#### Kutipan Sumber:
Walau ditolak warga, DPR sahkan RUU pembentukan 3 provinsi baru di Papua

Aktivis hak asasi mengkhawatirkan provinsi baru akan memperburuk konflik dengan hadirnya lebih banyak pasukan keamanan dari luar Papua.
Victor Mambor dan Dandy Koswaraputra
2022.06.30
Jayapura dan Jakarta
Walau ditolak warga, DPR sahkan RUU pembentukan 3 provinsi baru di Papua Seorang pengunjuk rasa membawa poster di luar gedung DPR di Jakarta setelah para anggota dewan mengesahkan undang-undang untuk membentuk tiga provinsi baru di Papua, 30 Juni 2022.
[Ajeng Dinar Ulfiana/Reuters]

Dewan Perwakilan Rakyat pada Kamis (30/6) mengesahkan tiga rancangan undang-undang tentang pembentukan tiga provinsi baru di Papua yang banyak ditentang warga asli dan dikritik oleh kelompok hak asasi manusia sebagai taktik pecah belah.

#### Materi Tersedia:
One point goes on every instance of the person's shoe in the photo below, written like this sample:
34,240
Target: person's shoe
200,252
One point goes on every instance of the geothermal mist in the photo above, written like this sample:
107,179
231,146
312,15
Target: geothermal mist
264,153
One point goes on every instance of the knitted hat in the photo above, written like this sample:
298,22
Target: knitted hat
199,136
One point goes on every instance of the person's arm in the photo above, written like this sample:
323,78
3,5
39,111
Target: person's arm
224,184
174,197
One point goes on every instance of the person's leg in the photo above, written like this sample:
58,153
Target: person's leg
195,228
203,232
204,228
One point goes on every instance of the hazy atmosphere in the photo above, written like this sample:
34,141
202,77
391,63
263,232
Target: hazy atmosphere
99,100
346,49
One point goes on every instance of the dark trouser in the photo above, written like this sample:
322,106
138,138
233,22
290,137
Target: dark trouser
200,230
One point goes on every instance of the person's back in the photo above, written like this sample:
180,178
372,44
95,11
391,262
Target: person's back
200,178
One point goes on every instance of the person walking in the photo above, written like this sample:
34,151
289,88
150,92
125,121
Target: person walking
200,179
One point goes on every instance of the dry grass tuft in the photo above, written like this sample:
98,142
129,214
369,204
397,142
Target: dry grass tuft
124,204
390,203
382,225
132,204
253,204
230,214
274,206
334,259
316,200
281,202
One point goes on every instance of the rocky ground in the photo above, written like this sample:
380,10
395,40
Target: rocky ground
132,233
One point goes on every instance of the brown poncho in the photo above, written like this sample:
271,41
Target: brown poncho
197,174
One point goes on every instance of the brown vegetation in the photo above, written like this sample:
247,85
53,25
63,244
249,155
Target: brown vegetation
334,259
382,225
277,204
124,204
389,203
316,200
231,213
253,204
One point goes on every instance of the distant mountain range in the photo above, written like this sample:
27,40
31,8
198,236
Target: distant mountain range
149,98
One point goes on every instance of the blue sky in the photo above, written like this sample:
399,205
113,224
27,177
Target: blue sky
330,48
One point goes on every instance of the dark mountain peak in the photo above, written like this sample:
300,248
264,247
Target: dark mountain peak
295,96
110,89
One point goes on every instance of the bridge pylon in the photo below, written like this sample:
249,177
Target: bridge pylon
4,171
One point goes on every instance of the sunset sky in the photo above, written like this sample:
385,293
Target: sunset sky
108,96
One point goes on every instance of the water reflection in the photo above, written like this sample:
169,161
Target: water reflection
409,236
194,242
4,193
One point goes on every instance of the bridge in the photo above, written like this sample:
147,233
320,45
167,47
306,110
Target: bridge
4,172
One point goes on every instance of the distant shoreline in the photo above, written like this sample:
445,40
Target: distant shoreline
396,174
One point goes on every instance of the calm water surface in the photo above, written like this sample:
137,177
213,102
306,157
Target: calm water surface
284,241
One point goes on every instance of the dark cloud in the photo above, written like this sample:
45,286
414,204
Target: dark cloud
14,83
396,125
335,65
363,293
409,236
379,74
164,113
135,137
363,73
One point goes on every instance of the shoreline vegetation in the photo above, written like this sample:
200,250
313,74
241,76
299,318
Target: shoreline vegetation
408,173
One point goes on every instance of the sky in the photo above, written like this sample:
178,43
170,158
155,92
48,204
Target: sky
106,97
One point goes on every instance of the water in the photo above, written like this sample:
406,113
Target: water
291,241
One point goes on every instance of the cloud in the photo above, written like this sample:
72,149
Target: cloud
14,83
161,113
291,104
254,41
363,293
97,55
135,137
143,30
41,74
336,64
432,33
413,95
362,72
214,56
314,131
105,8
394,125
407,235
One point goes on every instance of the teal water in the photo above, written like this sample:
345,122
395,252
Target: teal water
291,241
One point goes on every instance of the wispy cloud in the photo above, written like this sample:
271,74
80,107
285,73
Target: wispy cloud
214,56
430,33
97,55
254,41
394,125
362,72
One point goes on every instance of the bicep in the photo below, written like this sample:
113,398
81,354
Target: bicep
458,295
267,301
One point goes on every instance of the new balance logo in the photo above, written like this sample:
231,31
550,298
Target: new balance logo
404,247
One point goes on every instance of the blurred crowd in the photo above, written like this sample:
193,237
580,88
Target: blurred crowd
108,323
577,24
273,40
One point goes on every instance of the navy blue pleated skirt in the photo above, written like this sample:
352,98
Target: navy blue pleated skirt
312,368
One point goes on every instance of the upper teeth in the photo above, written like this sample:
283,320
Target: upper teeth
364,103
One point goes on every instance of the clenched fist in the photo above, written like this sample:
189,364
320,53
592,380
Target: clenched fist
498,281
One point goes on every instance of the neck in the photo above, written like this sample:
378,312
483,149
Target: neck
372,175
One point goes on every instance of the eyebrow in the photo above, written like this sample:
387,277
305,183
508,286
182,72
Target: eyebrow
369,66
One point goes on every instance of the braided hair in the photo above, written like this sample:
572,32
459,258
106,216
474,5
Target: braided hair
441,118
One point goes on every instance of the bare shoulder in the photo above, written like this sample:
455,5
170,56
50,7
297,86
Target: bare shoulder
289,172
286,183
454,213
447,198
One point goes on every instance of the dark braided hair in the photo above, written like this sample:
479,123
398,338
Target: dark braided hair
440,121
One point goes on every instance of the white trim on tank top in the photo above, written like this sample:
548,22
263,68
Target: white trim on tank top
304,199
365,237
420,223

#### Sasaran Tugas:
- 1) Menurut berita tentang provinsi baru di Papua, mengapa aktivis hak asasi mengkhawatirkan provinsi baru akan memperburuk konflik? Jawab dalam satu hingga tiga kalimat.
- 2) Kembalikan bagian dari berita tentang provinsi baru di Papua, mulai dari "Dewan Perwakilan Rakyat" sampai dengan "taktik pecah belah.", tanpa mengubah satu kata pun.

#### Jawaban Berurutan:
- 1) Aktivis hak asasi khawatir provinsi baru akan memperburuk konflik karena pembentukannya akan menghadirkan lebih banyak pasukan keamanan dari luar Papua.

- 2)
Dewan Perwakilan Rakyat pada Kamis (30/6) mengesahkan tiga rancangan undang-undang tentang pembentukan tiga provinsi baru di Papua yang banyak ditentang warga asli dan dikritik oleh kelompok hak asasi manusia sebagai taktik pecah belah.